А немного раньше, 8 января 1930 года Горький писал Сталину: «Враждебных писем я, как и Вы, как все мы, «старики» – получаю много. Заскоки и наскоки авторов писем убеждают меня, что после того, как партия столь решительно ставит деревню на рельсы коллективизма – социальная революция принимает подлинно социалистический характер. Это – переворот почти геологический и это больше, неизмеримо больше и глубже всего, что было сделано партией. Уничтожается строй жизни, существовавший тысячелетия, строй, который создал человека крайне уродливо своеобразного и способного ужаснуть своим животным консерватизмом, своим инстинктом собственника. Таких людей – два десятка миллионов. Задача перевоспитать их в кратчайший срок – безумнейшая задача. И, однако, вот она практически решается.

(Записи набора данных)
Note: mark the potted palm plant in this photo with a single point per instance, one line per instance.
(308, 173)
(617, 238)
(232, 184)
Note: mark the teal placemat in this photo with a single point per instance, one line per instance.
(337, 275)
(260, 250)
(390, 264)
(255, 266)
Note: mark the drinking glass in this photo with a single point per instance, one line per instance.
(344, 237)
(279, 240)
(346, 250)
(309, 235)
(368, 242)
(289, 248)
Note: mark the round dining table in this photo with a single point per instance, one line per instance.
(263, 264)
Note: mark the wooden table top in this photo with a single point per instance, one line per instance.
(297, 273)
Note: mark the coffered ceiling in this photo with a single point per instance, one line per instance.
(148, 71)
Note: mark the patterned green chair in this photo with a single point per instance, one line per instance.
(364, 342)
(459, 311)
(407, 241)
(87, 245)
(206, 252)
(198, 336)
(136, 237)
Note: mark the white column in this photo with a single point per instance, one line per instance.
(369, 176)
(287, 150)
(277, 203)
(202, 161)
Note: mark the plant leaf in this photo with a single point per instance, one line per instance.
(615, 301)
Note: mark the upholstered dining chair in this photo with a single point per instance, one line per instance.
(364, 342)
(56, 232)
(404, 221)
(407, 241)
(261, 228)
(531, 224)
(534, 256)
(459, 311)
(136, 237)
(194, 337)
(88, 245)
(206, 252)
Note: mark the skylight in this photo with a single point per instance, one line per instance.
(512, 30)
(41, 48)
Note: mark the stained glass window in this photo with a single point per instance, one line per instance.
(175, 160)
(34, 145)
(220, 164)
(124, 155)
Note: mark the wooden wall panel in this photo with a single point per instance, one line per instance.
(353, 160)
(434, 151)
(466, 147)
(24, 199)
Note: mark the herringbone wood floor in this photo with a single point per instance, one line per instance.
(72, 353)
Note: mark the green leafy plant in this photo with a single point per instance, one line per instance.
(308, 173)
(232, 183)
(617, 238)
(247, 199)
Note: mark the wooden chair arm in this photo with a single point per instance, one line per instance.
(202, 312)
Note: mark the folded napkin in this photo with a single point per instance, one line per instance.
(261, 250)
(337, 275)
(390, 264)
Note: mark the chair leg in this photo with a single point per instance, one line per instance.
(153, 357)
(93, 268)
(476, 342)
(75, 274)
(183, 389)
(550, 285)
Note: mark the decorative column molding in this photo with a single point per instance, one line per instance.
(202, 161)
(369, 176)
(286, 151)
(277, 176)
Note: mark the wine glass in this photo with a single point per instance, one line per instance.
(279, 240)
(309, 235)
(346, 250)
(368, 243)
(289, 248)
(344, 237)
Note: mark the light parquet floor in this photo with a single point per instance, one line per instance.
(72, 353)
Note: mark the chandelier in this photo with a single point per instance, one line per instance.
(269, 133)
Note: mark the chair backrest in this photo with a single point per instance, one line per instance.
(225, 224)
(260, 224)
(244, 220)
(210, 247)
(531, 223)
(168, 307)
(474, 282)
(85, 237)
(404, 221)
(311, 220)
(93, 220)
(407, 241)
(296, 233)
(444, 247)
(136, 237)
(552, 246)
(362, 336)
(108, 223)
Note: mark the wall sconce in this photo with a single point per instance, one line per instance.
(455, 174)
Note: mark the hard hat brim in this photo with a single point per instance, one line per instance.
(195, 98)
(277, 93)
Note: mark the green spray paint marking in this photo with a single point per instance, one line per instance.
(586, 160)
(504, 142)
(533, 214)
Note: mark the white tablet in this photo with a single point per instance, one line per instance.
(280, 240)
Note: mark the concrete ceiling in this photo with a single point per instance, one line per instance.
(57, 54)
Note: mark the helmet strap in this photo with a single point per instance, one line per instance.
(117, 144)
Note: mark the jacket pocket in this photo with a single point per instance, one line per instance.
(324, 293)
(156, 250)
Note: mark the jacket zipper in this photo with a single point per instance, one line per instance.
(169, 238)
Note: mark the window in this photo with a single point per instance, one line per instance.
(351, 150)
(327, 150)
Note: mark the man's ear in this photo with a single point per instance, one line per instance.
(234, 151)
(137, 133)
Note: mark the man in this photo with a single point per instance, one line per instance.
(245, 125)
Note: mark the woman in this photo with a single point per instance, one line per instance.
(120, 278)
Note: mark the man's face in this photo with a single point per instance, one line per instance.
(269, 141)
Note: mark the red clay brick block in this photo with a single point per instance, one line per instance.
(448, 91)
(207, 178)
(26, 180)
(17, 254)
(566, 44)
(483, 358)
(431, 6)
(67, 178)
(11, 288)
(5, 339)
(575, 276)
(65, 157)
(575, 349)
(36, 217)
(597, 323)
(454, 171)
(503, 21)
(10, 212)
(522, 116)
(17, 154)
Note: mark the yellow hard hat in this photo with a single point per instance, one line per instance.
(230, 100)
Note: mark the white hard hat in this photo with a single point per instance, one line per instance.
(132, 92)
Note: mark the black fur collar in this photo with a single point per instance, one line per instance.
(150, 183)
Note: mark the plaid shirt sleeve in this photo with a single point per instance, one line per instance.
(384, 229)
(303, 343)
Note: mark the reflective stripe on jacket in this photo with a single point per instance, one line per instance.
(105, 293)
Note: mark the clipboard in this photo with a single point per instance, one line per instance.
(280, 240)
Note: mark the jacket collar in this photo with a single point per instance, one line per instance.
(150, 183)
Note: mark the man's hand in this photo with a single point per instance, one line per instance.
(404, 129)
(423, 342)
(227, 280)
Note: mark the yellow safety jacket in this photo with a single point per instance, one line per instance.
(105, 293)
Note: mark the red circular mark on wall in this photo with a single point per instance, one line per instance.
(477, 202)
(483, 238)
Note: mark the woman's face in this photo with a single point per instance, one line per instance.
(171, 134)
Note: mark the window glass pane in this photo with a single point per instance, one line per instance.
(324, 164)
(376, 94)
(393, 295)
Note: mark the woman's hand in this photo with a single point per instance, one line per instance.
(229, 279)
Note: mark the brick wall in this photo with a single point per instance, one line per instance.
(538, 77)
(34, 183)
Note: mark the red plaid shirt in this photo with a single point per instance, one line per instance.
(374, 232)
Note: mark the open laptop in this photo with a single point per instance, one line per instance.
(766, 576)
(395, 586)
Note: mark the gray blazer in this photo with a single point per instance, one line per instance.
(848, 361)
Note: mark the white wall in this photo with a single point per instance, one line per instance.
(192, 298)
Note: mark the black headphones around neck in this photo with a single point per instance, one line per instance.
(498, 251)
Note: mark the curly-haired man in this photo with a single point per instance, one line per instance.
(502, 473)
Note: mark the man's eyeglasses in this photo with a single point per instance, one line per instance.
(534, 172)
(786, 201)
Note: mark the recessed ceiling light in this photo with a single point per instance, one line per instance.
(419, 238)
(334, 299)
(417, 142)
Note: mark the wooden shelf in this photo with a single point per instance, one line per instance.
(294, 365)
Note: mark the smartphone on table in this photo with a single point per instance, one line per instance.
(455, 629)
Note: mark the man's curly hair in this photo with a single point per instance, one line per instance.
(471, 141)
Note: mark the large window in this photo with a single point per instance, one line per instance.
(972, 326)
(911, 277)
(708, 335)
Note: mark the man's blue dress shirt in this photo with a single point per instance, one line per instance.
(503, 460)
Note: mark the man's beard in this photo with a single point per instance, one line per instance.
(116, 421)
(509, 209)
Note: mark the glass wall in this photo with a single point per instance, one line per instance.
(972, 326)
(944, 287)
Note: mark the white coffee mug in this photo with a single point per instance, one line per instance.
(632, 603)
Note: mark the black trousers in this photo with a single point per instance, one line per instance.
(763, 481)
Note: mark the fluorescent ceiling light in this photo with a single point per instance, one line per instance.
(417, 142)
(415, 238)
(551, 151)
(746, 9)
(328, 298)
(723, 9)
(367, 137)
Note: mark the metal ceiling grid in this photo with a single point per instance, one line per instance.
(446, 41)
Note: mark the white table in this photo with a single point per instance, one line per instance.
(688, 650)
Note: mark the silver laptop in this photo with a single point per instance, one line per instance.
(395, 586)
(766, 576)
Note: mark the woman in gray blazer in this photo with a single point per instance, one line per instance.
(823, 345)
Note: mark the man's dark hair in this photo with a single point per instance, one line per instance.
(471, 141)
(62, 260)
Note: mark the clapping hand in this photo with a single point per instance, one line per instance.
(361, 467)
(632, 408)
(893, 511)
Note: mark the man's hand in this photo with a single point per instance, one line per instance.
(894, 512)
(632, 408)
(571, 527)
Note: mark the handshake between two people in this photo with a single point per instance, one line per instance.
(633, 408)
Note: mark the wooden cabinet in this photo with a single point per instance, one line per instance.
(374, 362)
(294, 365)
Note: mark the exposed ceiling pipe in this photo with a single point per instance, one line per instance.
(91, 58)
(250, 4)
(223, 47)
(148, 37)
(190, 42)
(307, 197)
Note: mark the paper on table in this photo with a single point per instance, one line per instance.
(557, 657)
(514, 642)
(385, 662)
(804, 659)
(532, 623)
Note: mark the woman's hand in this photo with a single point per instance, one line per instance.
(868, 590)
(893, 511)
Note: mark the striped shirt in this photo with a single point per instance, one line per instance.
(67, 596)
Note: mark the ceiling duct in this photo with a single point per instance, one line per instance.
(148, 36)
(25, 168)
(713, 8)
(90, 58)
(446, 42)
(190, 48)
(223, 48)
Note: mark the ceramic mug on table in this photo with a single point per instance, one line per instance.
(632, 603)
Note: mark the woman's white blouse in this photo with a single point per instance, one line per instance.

**ПОСТАНОВКА ЗАДАЧИ:** Перепишите дословно из отрывка о письме Горького Сталину фрагмент от слов «А немного раньше, 8» до слов «она практически решается.» включительно.

**РЕШЕНИЕ:**
А немного раньше, 8 января 1930 года Горький писал Сталину: «Враждебных писем я, как и Вы, как все мы, «старики» – получаю много. Заскоки и наскоки авторов писем убеждают меня, что после того, как партия столь решительно ставит деревню на рельсы коллективизма – социальная революция принимает подлинно социалистический характер. Это – переворот почти геологический и это больше, неизмеримо больше и глубже всего, что было сделано партией. Уничтожается строй жизни, существовавший тысячелетия, строй, который создал человека крайне уродливо своеобразного и способного ужаснуть своим животным консерватизмом, своим инстинктом собственника. Таких людей – два десятка миллионов. Задача перевоспитать их в кратчайший срок – безумнейшая задача. И, однако, вот она практически решается.